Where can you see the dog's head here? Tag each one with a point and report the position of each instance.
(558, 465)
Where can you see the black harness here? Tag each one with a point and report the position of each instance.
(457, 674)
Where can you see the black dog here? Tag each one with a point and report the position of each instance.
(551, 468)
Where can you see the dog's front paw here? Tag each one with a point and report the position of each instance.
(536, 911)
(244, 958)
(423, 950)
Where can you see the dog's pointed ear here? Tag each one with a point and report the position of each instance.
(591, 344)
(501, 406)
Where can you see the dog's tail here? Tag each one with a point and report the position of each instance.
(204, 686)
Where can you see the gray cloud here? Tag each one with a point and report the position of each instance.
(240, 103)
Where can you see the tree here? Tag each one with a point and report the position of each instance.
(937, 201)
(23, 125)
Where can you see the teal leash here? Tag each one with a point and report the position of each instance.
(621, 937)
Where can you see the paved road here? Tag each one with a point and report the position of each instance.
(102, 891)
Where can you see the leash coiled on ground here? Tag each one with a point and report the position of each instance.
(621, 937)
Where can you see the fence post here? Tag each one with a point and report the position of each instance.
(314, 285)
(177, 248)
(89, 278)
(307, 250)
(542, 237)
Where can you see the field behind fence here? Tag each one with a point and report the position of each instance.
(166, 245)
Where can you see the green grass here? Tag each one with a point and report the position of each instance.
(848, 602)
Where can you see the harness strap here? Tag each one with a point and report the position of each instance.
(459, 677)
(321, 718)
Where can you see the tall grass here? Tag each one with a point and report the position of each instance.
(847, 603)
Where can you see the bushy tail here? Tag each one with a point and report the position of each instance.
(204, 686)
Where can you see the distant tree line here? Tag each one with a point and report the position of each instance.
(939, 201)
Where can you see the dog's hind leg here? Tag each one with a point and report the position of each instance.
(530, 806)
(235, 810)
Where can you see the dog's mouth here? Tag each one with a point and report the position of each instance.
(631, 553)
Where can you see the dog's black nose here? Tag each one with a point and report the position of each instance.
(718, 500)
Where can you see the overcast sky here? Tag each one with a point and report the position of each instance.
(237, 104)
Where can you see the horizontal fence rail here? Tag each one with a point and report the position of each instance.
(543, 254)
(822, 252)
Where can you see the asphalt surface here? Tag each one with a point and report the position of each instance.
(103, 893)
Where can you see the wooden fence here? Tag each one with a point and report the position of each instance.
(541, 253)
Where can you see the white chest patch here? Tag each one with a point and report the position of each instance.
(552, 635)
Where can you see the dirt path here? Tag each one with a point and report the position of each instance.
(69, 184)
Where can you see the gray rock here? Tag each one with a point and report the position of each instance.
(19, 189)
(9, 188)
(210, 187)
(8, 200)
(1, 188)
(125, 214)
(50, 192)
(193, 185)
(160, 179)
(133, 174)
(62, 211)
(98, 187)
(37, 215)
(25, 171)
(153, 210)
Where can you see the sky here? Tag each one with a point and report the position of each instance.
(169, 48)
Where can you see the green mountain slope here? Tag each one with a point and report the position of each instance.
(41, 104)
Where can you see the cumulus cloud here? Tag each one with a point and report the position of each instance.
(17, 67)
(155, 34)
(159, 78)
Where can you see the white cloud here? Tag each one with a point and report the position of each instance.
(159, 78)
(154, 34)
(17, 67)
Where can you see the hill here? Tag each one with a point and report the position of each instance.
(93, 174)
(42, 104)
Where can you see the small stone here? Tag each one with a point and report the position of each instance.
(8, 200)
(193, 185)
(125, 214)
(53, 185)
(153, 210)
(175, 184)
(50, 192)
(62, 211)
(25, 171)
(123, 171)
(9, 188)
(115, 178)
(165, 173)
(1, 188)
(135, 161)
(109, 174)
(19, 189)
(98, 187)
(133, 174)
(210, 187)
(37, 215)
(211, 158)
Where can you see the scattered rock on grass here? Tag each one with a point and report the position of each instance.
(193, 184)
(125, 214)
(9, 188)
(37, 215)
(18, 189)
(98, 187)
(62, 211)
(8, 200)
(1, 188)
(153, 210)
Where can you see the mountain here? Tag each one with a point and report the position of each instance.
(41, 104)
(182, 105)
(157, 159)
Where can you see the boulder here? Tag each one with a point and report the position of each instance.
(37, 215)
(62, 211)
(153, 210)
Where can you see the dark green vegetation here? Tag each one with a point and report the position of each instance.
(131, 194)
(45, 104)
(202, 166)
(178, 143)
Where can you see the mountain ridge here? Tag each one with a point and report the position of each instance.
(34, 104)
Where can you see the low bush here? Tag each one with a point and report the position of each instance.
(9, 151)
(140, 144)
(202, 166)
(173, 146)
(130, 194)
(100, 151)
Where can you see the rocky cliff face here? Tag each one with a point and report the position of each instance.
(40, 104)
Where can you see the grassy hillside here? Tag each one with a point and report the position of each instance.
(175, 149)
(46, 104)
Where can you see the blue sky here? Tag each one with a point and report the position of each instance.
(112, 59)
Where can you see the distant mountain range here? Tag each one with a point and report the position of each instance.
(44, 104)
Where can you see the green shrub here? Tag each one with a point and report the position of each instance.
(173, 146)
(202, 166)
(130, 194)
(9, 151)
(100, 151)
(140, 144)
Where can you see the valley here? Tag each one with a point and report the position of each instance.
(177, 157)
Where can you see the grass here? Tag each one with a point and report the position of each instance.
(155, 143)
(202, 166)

- **WHAT YOU SHOULD DO**: Reproduce all of the records above verbatim, line by line, in their original order.

- **EXPECTED ANSWER**:
Where can you see the dog's head here? Tag each one with a point and report the position of each instance.
(558, 465)
Where can you see the black harness here? Tag each one with a point and report the position of each instance.
(457, 674)
Where can you see the black dog here? Tag each one with a point and report the position of each instance.
(551, 468)
Where can you see the dog's front paw here? Tag each one with a point and report the position of each instance.
(536, 911)
(244, 958)
(423, 950)
Where can you see the dog's pointed ear here? Tag each one with a point and report the position of each instance.
(591, 344)
(501, 406)
Where can you see the dog's tail here? Tag each one with a point and report the position of each instance.
(204, 686)
Where can you see the gray cloud here? Tag each one with a point and report the position of each instance.
(240, 103)
Where can you see the tree here? Tag each one with a point and report the position of each instance.
(937, 201)
(23, 125)
Where can you see the teal leash here? Tag each one with a point and report the position of each instance.
(621, 937)
Where can you see the paved road here? Tag each one with a point and report the position of each instance.
(102, 891)
Where can you see the leash coiled on ground here? Tag each one with a point and report the position of each instance.
(621, 937)
Where can you see the fence post here? Tag each one with a point and report the position of each instance.
(314, 285)
(177, 248)
(89, 278)
(307, 250)
(542, 237)
Where can you see the field behind fence here? Tag each one with a point and report the position of each instance.
(166, 245)
Where can you see the green grass here? Tag each one with a point and report the position of each instance.
(848, 602)
Where can you see the harness strap here? Tag each one with a point and report the position of each instance.
(459, 677)
(321, 718)
Where can you see the tall grass here? Tag each one with a point and report the position of each instance.
(847, 603)
Where can you see the bushy tail here? Tag each one with a point and report the position of each instance.
(204, 686)
Where can you see the distant tree line here? Tag each one with a point and report the position of each instance.
(939, 201)
Where can you see the dog's hind leg here? Tag each one with a point and report the position of each instance.
(530, 806)
(235, 810)
Where can you see the dog's mouth here? Tag each one with a point and report the position of each instance.
(631, 553)
Where can you see the dog's black nose here? Tag each one with a point and report the position of each instance.
(718, 500)
Where can you see the overcast sky here? Tag each one with a point and report the position of each instance.
(237, 104)
Where can you see the horizontal fence rail here? Tag each one with a point and report the position of each instance.
(543, 254)
(822, 252)
Where can you see the asphalt surface here? Tag each one with a point and report the position of each instance.
(103, 893)
Where can you see the wooden fence here? Tag each one with a point and report the position of each instance.
(541, 253)
Where can you see the white chest patch here? Tag each one with a point and report the position of each instance.
(552, 635)
Where can you see the dirt path here? Tag each one with a point and report the position of each instance.
(69, 184)
Where can you see the gray rock here? Tag each one with a point and report the position of each instance.
(19, 189)
(9, 188)
(210, 187)
(8, 200)
(1, 188)
(125, 214)
(50, 192)
(193, 185)
(160, 179)
(133, 174)
(62, 211)
(98, 187)
(37, 215)
(25, 171)
(153, 210)
Where can you see the sky here? Tag each one with a point and report the position of each instance.
(169, 48)
Where can you see the green mountain slope here? Tag each one with a point and report the position of each instance.
(41, 104)
Where can you see the cumulus cloud here? Tag each one with a point and report the position of each instance.
(17, 67)
(155, 34)
(159, 78)
Where can you see the white cloud here? Tag each one with a point and report the position of each instance.
(159, 78)
(154, 34)
(17, 67)
Where can you see the hill here? Tag each one with a point and report the position of each instance.
(93, 174)
(42, 104)
Where can you see the small stone here? Tag each one with a point and report the position of each instance.
(8, 200)
(193, 185)
(125, 214)
(53, 185)
(153, 210)
(175, 184)
(50, 192)
(62, 211)
(25, 171)
(123, 171)
(9, 188)
(115, 178)
(165, 173)
(1, 188)
(135, 161)
(109, 174)
(19, 189)
(98, 187)
(133, 174)
(210, 187)
(37, 215)
(211, 158)
Where can you see the scattered rock on grass here? Tag each one with a point and report the position of each instance.
(193, 184)
(125, 214)
(9, 188)
(37, 215)
(18, 189)
(98, 187)
(62, 211)
(8, 200)
(1, 188)
(153, 210)
Where can you see the mountain here? Tag each one with a point and report the position of each instance.
(41, 104)
(182, 105)
(157, 159)
Where can you see the boulder here? Tag each one with a point and report the position of each instance.
(37, 215)
(62, 211)
(153, 210)
Where can you see the dark green vegetation here? Tag each one with a point and report the position of each instance.
(131, 194)
(45, 104)
(202, 166)
(178, 143)
Where can you see the mountain ridge here? Tag each one with a point and report the position of each instance.
(34, 104)
Where can you see the low bush here? Tag each one with a point and report the position of each instance.
(9, 151)
(140, 144)
(202, 166)
(173, 146)
(130, 194)
(100, 151)
Where can you see the rocky cliff face here? Tag each one with a point and report the position of each instance.
(40, 104)
Where can you see the grassy hillside here? Tag each one with a point and report the position of each instance.
(175, 149)
(46, 104)
Where can you see the blue sky here? Tag each one with a point and report the position of each instance.
(112, 59)
Where can you see the distant mountain range here? Tag each one with a point and report the position of each instance.
(44, 104)
Where can you see the green shrub here? Tag each one with a point and report the position of each instance.
(173, 146)
(202, 166)
(130, 194)
(9, 151)
(100, 151)
(140, 144)
Where can you see the valley here? Tag each one with a point and report the position of each instance.
(177, 157)
Where can you see the grass here? Tag each one with a point and report the position of each instance.
(155, 143)
(202, 166)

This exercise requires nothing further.